■ **Problem set**
A – List each username that heads a post in the movie-quote thread, giving each name only once.
B – Write out the stretch of the movie-quote thread from "What do you" through "like the taste.", word for word.

■ **Reading text**
Ill start with jaws.

"Were gonna need a bigger boat"



davidbeynon - on 07 Jan 2014
In reply to Choss:

"Squeal like a piggy".

What do you mean it's not every day?
Choss on 07 Jan 2014
In reply to davidbeynon:

You sure got a purty Mouth.
Tom Last - on 07 Jan 2014
In reply to Choss:

Say hello to my little friend...

Scarface.
SteveoS - on 07 Jan 2014
In reply to Choss:
It's sterile and I like the taste.
Post edited at 14:43
ow arm - on 07 Jan 2014
In reply to Choss
take off and nuke it from orbit, its the only way to be sure
davidbeynon - on 07 Jan 2014
In reply to Choss:

Groovy! [evil dead 2/army of darkness]
Skyfall - on 07 Jan 2014
In reply to Choss:

Not a phrase film a film as such but an expression that intrigued me enough to look it up when I first heard it was "jumping the shark". For those that don't know, this was first used to describe the scene in Happy Days when Fonzie jumps over a shark on water-skis. The point of the expression being that you can identify that as the moment when you know it's all downhill and quality inevitably declines. It gets used more and more widely nowadays.

■ **Dataset content**
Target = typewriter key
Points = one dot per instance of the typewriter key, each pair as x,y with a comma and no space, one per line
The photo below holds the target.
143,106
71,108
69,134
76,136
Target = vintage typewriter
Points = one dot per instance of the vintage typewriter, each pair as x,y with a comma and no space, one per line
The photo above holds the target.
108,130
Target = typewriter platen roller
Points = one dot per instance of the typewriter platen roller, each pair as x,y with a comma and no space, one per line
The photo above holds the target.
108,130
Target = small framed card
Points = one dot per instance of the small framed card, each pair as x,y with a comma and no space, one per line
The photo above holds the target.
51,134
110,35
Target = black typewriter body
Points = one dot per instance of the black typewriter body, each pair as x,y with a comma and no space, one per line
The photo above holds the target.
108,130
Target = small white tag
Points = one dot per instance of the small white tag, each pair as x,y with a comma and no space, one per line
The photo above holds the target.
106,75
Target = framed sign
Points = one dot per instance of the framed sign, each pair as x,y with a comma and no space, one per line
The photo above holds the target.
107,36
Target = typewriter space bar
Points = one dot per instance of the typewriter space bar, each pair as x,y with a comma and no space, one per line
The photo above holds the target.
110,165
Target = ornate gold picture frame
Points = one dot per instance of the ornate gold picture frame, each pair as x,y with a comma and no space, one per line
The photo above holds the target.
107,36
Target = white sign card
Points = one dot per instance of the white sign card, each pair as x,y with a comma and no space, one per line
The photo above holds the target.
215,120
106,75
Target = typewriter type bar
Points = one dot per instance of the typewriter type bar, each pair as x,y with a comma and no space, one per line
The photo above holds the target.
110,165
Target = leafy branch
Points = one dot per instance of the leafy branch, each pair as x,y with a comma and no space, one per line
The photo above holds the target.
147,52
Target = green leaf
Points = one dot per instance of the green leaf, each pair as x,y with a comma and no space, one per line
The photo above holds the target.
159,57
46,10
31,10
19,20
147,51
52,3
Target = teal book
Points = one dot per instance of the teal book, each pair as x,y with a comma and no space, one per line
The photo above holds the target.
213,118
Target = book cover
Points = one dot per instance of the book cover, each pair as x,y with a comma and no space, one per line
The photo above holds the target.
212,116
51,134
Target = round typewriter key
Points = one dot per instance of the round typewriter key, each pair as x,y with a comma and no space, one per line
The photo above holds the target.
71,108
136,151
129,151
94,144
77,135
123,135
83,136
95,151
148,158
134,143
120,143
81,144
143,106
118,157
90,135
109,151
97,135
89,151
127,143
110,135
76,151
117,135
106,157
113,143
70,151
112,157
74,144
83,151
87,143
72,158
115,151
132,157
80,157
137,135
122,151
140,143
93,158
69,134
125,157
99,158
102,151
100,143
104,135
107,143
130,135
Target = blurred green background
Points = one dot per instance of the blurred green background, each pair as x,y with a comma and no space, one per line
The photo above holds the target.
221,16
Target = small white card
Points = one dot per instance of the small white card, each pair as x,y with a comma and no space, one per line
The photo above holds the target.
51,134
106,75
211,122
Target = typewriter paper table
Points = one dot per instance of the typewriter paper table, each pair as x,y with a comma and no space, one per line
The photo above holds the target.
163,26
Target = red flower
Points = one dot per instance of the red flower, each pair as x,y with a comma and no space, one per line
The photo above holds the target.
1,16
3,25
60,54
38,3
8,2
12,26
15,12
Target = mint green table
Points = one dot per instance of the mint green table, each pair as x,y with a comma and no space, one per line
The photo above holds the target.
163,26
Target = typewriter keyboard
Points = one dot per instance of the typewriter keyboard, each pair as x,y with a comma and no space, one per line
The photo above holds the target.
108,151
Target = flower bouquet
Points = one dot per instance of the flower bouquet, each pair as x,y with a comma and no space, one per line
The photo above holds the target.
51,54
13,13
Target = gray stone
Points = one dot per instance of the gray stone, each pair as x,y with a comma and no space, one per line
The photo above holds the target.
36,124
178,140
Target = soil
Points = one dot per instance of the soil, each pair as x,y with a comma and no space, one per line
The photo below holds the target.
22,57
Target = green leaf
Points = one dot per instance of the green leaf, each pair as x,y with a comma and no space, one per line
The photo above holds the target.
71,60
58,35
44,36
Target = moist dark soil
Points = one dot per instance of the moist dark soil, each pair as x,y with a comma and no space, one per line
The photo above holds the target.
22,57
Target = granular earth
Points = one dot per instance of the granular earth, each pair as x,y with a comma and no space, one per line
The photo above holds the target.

■ **Responses to the tasks**
A –
davidbeynon
Choss
Tom Last
SteveoS
ow arm
Skyfall

B –
What do you mean it's not every day?
Choss on 07 Jan 2014
In reply to davidbeynon:

You sure got a purty Mouth.
Tom Last - on 07 Jan 2014
In reply to Choss:

Say hello to my little friend...

Scarface.
SteveoS - on 07 Jan 2014
In reply to Choss:
It's sterile and I like the taste.